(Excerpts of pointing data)
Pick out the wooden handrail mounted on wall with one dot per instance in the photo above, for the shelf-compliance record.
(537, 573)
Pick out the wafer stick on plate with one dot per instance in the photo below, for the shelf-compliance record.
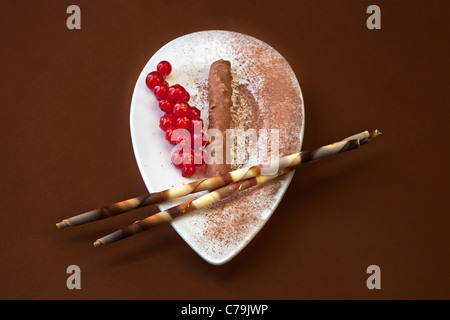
(223, 193)
(186, 207)
(216, 182)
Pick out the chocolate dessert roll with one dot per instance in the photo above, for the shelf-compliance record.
(220, 102)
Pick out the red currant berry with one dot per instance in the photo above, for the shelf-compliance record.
(181, 109)
(199, 158)
(160, 91)
(188, 170)
(177, 159)
(176, 93)
(183, 123)
(153, 78)
(186, 97)
(167, 121)
(164, 68)
(188, 158)
(195, 126)
(166, 106)
(182, 139)
(169, 134)
(194, 113)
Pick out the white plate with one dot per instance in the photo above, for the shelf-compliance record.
(217, 233)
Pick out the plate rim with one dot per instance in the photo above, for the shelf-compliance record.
(287, 179)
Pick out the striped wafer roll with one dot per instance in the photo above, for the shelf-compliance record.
(186, 207)
(216, 182)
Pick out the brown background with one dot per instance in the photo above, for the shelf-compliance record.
(66, 148)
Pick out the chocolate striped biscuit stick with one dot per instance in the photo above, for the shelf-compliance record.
(186, 207)
(213, 183)
(224, 192)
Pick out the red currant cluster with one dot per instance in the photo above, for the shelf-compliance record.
(173, 100)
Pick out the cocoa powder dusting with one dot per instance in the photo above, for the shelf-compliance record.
(231, 221)
(265, 96)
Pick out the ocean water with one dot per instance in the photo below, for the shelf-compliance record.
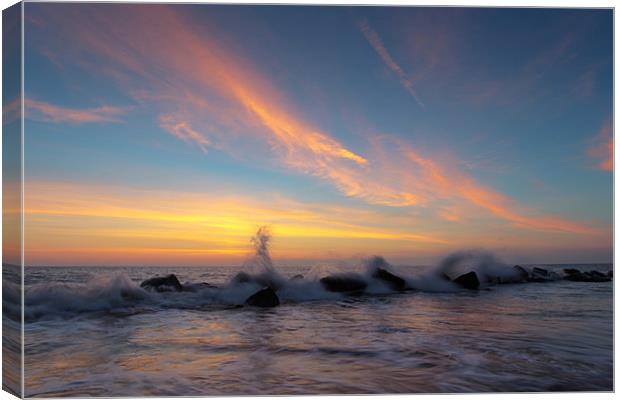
(93, 331)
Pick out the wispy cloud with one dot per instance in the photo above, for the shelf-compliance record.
(215, 87)
(377, 44)
(603, 149)
(182, 130)
(40, 110)
(191, 227)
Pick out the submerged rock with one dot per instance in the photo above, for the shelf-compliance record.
(265, 297)
(468, 281)
(542, 275)
(168, 283)
(242, 277)
(575, 275)
(395, 282)
(263, 279)
(194, 287)
(344, 283)
(523, 274)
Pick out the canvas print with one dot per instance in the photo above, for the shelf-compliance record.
(226, 199)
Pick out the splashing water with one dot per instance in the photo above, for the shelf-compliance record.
(261, 259)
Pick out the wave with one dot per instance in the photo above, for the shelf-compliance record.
(372, 276)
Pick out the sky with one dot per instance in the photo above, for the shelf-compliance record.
(167, 134)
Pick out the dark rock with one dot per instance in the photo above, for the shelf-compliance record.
(590, 276)
(263, 279)
(344, 283)
(468, 281)
(540, 271)
(395, 282)
(523, 274)
(194, 287)
(242, 277)
(168, 283)
(571, 271)
(265, 297)
(542, 275)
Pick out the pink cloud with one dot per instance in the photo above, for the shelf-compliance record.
(377, 44)
(182, 130)
(48, 112)
(224, 94)
(603, 150)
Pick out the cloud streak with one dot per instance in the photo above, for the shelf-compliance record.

◆ Given request
Starting with the line containing "Pick out the canvas" and going on through the end of the material, rewrite those lines with "pink cloud" changed to "rose-tinted cloud" and everything else left as it is. Give only those lines.

◆ Response to this task
Pick out the canvas print with one dot per instance in the photo above, for the shelf-compliance record.
(226, 199)
Pick out the splashing water with one dot per instance in the photo above, for the shelf-compliance record.
(261, 259)
Pick out the wave with one dot per instance in the photo above, for the shelf-compliance record.
(372, 276)
Pick out the sky with one dot per instance in the photo above, for the shelf-compliance record.
(167, 134)
Pick out the dark rock with one dot per instance in the photo above, for the shelf-compliance record.
(590, 276)
(263, 279)
(344, 283)
(468, 281)
(540, 271)
(395, 282)
(523, 274)
(194, 287)
(242, 277)
(168, 283)
(571, 271)
(265, 297)
(542, 275)
Pick out the rose-tinted cloud with one dot per instance in the photo above, for the shelf-compliance record.
(377, 44)
(182, 130)
(48, 112)
(224, 94)
(603, 150)
Pick out the cloud streak with one dot per instance in the photo above, for the shelf-compliance record.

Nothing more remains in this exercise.